- **TAREFA PEDIDA 1**
Filtre as entradas e copie cada linha onde apareça a palavra "column", tendo em conta maiúsculas e minúsculas.

- **TEXTO FORNECIDO**
______

Alguns arquitectos de Macau reagem à necessidade de Macau em acelerar os esforços para implementar o Plano de Salvaguarda e Gestão do Centro Histórico. Segundo um projecto de decisão divulgado pela UNESCO e que o Jornal Tribuna de Macau deu a conhecer em artigo recente, a RAEM deve submeter o respectivo regulamento ao Centro do Património Mundial, com as revisões sugeridas pelo Conselho Internacional de Monumentos e Sítios. Alguns passos dados pelas autoridades locais nos últimos anos, têm sido elogiados pelo Comité do Património Mundial, mas este quer receber informações sobe vários estudos. Francisco Ricarte, Mário Duque e Maria José de Freitas dão a sua opinião sobre os últimos requisitos impostos pela UNESCO
Nos
últimos anos Macau tem lançado algumas medidas para preservar o Valor Universal
Excepcional (OUV, na sigla em inglês) do Centro Histórico, mas a UNESCO,
responsável pela implementação da Convenção do Património Mundial, considera
que alguns dos processos devem ser mais céleres. De entre esses processos está
o Plano de Salvaguarda e Gestão do Centro Histórico, que se arrasta desde 2014.

______

- **Excertos de conjunto de dados sobre indicação de objetos**
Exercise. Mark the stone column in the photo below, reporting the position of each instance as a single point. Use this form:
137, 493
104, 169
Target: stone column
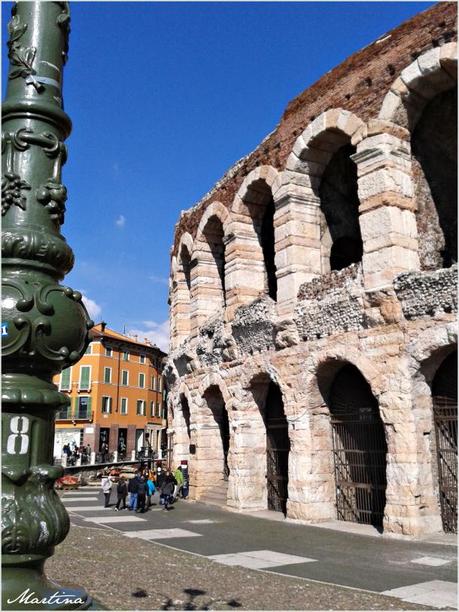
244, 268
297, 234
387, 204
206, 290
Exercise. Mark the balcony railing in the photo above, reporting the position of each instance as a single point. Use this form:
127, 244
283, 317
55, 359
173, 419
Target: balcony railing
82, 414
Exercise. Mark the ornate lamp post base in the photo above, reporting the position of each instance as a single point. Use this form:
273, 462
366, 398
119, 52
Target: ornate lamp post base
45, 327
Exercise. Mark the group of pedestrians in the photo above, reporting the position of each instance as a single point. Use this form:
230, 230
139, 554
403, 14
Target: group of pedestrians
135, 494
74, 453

______

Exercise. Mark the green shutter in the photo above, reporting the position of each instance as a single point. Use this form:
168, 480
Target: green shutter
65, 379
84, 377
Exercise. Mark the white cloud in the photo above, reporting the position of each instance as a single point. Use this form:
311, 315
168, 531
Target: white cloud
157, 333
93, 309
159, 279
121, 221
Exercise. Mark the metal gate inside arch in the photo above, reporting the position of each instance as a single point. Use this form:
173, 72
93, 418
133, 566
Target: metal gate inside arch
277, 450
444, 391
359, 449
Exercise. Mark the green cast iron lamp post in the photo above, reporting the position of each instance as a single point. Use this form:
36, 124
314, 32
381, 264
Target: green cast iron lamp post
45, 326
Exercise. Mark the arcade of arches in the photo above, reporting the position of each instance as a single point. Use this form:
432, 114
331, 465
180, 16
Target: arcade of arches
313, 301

______

- **TAREFA PEDIDA 2**
Indique as pessoas que, segundo o texto sobre o Centro Histórico de Macau, dão a sua opinião sobre os últimos requisitos impostos pela UNESCO.

- **RESULTADO FINAL 1**
Exercise. Mark the stone column in the photo below, reporting the position of each instance as a single point. Use this form:
Target: stone column

- **RESULTADO FINAL 2**
Francisco Ricarte
Mário Duque
Maria José de Freitas